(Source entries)
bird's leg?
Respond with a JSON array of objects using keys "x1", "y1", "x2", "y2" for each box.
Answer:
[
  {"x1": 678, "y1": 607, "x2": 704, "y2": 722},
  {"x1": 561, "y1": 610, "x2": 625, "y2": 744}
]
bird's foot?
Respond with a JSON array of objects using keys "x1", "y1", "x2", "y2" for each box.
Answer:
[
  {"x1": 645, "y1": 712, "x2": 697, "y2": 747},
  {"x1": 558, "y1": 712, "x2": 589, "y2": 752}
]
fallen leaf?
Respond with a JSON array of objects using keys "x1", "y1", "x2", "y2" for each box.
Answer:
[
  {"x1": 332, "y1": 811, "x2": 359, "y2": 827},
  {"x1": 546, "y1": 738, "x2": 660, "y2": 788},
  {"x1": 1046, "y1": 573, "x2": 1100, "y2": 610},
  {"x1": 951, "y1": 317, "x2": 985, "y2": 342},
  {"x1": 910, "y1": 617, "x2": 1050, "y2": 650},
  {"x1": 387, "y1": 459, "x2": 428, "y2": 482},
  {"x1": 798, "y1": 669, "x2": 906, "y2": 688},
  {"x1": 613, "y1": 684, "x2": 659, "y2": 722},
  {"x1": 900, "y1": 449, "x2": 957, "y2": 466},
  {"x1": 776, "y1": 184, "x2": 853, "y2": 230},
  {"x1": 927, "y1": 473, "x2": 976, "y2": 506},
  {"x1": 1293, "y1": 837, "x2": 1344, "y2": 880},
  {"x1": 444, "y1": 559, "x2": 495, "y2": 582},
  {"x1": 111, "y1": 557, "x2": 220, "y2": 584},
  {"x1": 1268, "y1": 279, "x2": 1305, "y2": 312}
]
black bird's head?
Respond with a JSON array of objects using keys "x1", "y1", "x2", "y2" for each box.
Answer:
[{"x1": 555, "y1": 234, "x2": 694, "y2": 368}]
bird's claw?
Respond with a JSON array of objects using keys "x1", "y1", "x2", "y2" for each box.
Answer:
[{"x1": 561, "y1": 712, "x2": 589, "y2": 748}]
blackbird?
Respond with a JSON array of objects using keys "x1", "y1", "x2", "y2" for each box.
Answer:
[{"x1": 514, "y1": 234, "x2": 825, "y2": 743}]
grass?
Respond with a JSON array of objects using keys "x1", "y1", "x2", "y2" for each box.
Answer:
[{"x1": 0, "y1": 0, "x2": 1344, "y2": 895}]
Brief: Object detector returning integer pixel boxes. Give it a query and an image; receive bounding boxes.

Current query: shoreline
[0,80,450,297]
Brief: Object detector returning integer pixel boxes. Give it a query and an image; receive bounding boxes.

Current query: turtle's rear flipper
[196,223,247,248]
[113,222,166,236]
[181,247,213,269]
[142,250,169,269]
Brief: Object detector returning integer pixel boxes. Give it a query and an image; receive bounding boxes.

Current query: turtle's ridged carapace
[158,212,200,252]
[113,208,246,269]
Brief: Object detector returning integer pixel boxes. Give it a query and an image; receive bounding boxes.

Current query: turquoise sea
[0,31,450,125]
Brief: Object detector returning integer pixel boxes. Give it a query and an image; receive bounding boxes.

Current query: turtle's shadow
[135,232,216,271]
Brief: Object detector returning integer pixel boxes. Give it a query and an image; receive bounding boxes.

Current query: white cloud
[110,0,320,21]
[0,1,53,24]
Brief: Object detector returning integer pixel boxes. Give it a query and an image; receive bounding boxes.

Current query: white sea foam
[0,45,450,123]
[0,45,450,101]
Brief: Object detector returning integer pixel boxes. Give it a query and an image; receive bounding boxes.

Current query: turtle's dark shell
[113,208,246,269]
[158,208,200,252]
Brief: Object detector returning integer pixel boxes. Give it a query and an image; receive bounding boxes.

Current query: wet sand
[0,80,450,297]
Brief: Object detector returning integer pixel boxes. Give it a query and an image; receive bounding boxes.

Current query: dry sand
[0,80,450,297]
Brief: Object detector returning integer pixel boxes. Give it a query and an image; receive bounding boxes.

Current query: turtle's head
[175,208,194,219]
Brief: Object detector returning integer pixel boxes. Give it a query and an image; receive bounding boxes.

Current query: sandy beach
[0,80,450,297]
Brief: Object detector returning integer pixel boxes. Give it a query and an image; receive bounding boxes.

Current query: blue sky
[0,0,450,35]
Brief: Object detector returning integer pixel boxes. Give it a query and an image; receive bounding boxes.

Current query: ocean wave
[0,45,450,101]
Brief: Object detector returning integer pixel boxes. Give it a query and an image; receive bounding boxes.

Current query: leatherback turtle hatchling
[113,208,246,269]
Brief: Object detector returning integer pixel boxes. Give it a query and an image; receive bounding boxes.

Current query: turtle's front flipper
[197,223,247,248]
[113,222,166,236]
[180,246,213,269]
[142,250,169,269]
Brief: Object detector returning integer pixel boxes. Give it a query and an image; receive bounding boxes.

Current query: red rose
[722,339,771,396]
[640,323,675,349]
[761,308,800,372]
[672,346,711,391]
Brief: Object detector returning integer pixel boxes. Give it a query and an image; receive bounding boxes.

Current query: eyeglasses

[Work required] Please count the lines of the entries above that contain the string "turtle", and give only that number.

[Response below] 7